* _PAGE EXTRACT_:
*** Block opens ***
For those experts who have interviewed candidates from humanities background, what is the most important and most common thing they get wrong/miss (apart from obvious mental maths mistakes)?
Interviewing as a humanities student


Humanity majors tend to focus on the qualitative too much and ignore the quantitative; STEM majors tend to do the opposite. Interviewers will therefore pay special attention to this tendency and be less enclined to forgive a math error as a result.
Also - don't forget to ask "how much"! If you don't have any hard data after a few minutes in the case, you may be going at it the wrong way. Good luck

Humanities students often times are "underconfident overachievers" with a little inferiority complex. Not as cocky as business students and not as convinced of their own brilliance as engineers and science students (I am stereotyping here, obviously).
So I think most humanities students could benefit from a bit more assertiveness and confidence in themselves.
*** Block closes ***
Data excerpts
*** Block opens ***
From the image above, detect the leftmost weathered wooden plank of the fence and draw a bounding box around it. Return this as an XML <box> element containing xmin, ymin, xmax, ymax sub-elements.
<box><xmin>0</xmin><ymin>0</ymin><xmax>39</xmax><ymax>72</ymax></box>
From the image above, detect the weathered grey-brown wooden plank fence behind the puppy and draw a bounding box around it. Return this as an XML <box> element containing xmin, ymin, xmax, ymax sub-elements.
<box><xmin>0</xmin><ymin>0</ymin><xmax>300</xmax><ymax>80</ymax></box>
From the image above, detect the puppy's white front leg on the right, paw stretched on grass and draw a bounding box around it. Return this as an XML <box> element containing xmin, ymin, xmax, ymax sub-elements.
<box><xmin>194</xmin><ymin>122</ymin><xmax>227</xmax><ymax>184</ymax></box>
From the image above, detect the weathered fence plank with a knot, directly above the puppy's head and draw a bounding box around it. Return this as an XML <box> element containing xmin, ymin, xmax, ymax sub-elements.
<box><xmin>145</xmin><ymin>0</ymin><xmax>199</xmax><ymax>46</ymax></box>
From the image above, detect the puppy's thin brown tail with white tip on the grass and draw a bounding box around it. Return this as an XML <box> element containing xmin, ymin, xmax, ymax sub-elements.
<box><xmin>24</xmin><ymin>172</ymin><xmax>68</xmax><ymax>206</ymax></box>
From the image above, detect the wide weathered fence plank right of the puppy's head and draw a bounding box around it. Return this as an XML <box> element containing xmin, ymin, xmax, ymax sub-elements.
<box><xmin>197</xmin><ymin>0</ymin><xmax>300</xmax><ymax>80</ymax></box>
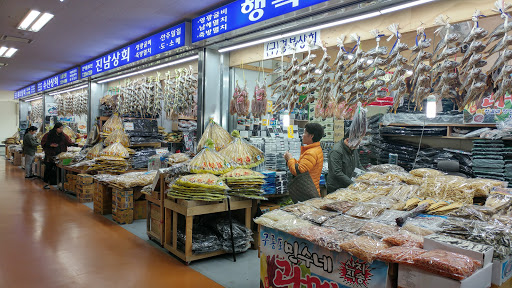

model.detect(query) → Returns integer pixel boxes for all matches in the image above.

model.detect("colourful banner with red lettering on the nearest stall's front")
[260,226,388,288]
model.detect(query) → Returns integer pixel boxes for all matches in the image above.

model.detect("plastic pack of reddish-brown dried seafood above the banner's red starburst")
[340,236,389,263]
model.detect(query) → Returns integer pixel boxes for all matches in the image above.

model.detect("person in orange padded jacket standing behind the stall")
[284,123,324,197]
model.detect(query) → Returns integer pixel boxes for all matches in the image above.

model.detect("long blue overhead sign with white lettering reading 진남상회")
[80,22,187,78]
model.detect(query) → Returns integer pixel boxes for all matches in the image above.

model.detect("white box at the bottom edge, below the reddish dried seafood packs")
[398,264,493,288]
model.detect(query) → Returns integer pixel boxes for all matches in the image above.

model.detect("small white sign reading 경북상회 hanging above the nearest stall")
[263,30,320,60]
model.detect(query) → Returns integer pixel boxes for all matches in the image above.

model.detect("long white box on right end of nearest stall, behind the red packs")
[423,234,494,266]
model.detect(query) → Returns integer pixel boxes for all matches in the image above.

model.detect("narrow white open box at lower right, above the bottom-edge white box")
[423,234,494,266]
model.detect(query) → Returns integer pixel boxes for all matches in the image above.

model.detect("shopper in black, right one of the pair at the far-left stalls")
[41,122,73,189]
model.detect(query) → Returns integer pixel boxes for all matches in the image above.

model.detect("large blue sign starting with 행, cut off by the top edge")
[192,0,328,42]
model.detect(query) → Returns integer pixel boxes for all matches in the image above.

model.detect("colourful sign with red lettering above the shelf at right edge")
[464,94,512,124]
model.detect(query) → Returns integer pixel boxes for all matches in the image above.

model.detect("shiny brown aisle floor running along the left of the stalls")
[0,159,222,288]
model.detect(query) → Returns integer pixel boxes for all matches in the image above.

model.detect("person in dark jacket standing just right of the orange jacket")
[326,133,363,193]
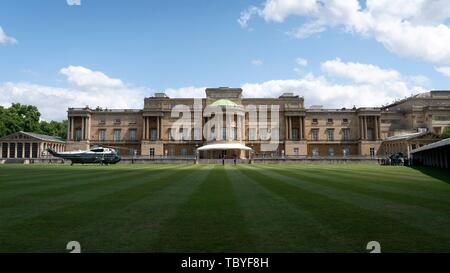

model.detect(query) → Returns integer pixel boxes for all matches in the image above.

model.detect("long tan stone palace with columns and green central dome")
[66,87,450,159]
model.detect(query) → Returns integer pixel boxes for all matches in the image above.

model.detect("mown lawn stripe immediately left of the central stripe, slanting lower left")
[73,165,213,252]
*** Block closes ***
* _HOW TO COMPLETE THIS TASK_: Summarize the page on interviewing as a humanities student in three sentences.

* _SOLUTION FOR THIS EXERCISE_: Humanities majors tend to stress the qualitative and neglect the quantitative, so interviewers watch for this and are less inclined to forgive a math error. Candidates should remember to ask "how much," because having no hard data a few minutes into a case may mean they are approaching it the wrong way. Humanities students are also often "underconfident overachievers" who could benefit from more assertiveness and self-confidence.